--- The data ---

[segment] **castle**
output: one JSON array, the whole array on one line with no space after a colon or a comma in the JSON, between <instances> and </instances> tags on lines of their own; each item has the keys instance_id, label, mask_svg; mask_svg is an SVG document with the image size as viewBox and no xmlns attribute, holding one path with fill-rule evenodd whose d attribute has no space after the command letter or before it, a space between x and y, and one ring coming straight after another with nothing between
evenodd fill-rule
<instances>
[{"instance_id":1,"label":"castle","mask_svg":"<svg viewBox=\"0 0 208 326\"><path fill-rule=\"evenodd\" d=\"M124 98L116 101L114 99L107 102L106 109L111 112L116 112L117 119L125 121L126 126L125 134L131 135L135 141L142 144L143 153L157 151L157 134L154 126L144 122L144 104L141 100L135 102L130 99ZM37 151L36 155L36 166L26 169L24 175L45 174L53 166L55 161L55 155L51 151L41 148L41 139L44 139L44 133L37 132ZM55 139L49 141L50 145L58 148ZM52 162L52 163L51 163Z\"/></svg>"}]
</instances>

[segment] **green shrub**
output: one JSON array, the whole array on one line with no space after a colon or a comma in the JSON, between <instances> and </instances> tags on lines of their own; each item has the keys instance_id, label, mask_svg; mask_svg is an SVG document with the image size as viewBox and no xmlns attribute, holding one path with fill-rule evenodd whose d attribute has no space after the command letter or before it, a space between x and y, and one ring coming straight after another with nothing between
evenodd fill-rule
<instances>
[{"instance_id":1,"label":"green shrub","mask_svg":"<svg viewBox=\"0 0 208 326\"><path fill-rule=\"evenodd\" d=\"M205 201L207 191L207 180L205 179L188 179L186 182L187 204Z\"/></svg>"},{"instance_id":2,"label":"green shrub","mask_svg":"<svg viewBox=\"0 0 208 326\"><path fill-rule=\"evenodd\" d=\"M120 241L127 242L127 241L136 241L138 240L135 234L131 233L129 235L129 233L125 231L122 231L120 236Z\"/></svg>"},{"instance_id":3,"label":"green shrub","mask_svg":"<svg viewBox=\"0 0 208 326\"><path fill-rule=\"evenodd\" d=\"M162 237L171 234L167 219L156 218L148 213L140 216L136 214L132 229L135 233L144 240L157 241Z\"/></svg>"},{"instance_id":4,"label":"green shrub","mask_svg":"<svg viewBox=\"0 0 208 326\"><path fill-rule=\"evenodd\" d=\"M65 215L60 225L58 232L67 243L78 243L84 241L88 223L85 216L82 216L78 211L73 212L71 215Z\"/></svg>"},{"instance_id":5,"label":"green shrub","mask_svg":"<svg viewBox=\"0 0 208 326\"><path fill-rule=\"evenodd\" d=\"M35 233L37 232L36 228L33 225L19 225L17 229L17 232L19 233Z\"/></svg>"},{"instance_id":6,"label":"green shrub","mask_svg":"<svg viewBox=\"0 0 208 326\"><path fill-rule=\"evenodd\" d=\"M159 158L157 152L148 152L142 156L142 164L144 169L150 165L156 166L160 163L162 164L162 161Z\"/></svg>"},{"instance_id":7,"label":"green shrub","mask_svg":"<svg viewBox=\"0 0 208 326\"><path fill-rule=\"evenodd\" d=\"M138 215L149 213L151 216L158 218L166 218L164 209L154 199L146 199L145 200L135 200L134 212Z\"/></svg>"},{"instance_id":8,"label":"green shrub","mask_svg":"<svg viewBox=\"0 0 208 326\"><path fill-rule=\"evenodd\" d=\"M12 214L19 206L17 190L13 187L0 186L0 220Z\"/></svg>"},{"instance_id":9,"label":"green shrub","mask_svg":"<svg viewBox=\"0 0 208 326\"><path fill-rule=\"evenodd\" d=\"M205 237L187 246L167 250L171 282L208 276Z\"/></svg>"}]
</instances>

---

Directions for this task
Repeat the lines above exactly.

Output of the exercise
[segment] **castle**
output: one JSON array, the whole array on one line with no space after a colon or a comma in the JSON, between <instances> and </instances> tags on lines of their own; each item has the keys instance_id, label, mask_svg; mask_svg is an SVG document with the image size as viewBox and no xmlns attribute, holding one path with fill-rule evenodd whose d attribute has no space after the command letter or before it, a space between x and y, and one ring coming straight after another with nothing between
evenodd fill-rule
<instances>
[{"instance_id":1,"label":"castle","mask_svg":"<svg viewBox=\"0 0 208 326\"><path fill-rule=\"evenodd\" d=\"M124 98L116 101L114 99L107 102L106 109L111 112L116 112L117 119L125 121L126 126L125 134L131 135L135 141L142 144L143 153L157 151L157 134L154 126L144 122L144 104L141 100L135 102L130 99ZM37 151L36 155L36 166L26 169L24 175L45 174L53 166L55 161L55 155L51 151L41 148L41 139L44 139L44 133L37 132ZM55 139L49 141L50 145L58 148ZM52 162L52 163L51 163Z\"/></svg>"}]
</instances>

[segment] **green shrub**
output: one JSON array, the whole array on one line with no space after a colon or a comma in the JSON, between <instances> and </instances> tags on lines of their own; each item has the keys instance_id, label, mask_svg; mask_svg is an SVG document with the image size as viewBox and no xmlns attribute, holding one path with fill-rule evenodd whose d attribute has no space after the command letter or before it, a space between x and y, and one ring coming straight after another with nothing between
evenodd fill-rule
<instances>
[{"instance_id":1,"label":"green shrub","mask_svg":"<svg viewBox=\"0 0 208 326\"><path fill-rule=\"evenodd\" d=\"M205 201L207 191L207 180L205 179L188 179L186 182L187 204Z\"/></svg>"},{"instance_id":2,"label":"green shrub","mask_svg":"<svg viewBox=\"0 0 208 326\"><path fill-rule=\"evenodd\" d=\"M120 241L127 242L127 241L136 241L138 240L135 234L131 233L129 235L129 233L125 231L122 231L120 236Z\"/></svg>"},{"instance_id":3,"label":"green shrub","mask_svg":"<svg viewBox=\"0 0 208 326\"><path fill-rule=\"evenodd\" d=\"M162 237L171 234L167 219L156 218L148 213L140 216L136 214L132 229L135 233L144 240L157 241Z\"/></svg>"},{"instance_id":4,"label":"green shrub","mask_svg":"<svg viewBox=\"0 0 208 326\"><path fill-rule=\"evenodd\" d=\"M65 215L60 225L58 232L67 243L78 243L84 241L88 223L85 216L82 216L78 211L73 212L71 215Z\"/></svg>"},{"instance_id":5,"label":"green shrub","mask_svg":"<svg viewBox=\"0 0 208 326\"><path fill-rule=\"evenodd\" d=\"M35 233L37 232L36 228L33 225L19 225L17 229L17 232L19 233Z\"/></svg>"},{"instance_id":6,"label":"green shrub","mask_svg":"<svg viewBox=\"0 0 208 326\"><path fill-rule=\"evenodd\" d=\"M159 158L157 152L148 152L142 156L142 164L144 169L150 165L156 166L160 163L162 164L162 161Z\"/></svg>"},{"instance_id":7,"label":"green shrub","mask_svg":"<svg viewBox=\"0 0 208 326\"><path fill-rule=\"evenodd\" d=\"M138 215L149 213L151 216L158 218L166 218L164 209L154 199L146 199L145 200L135 200L134 212Z\"/></svg>"},{"instance_id":8,"label":"green shrub","mask_svg":"<svg viewBox=\"0 0 208 326\"><path fill-rule=\"evenodd\" d=\"M12 214L19 206L17 190L13 187L0 186L0 220Z\"/></svg>"},{"instance_id":9,"label":"green shrub","mask_svg":"<svg viewBox=\"0 0 208 326\"><path fill-rule=\"evenodd\" d=\"M205 237L187 246L167 250L171 282L208 276Z\"/></svg>"}]
</instances>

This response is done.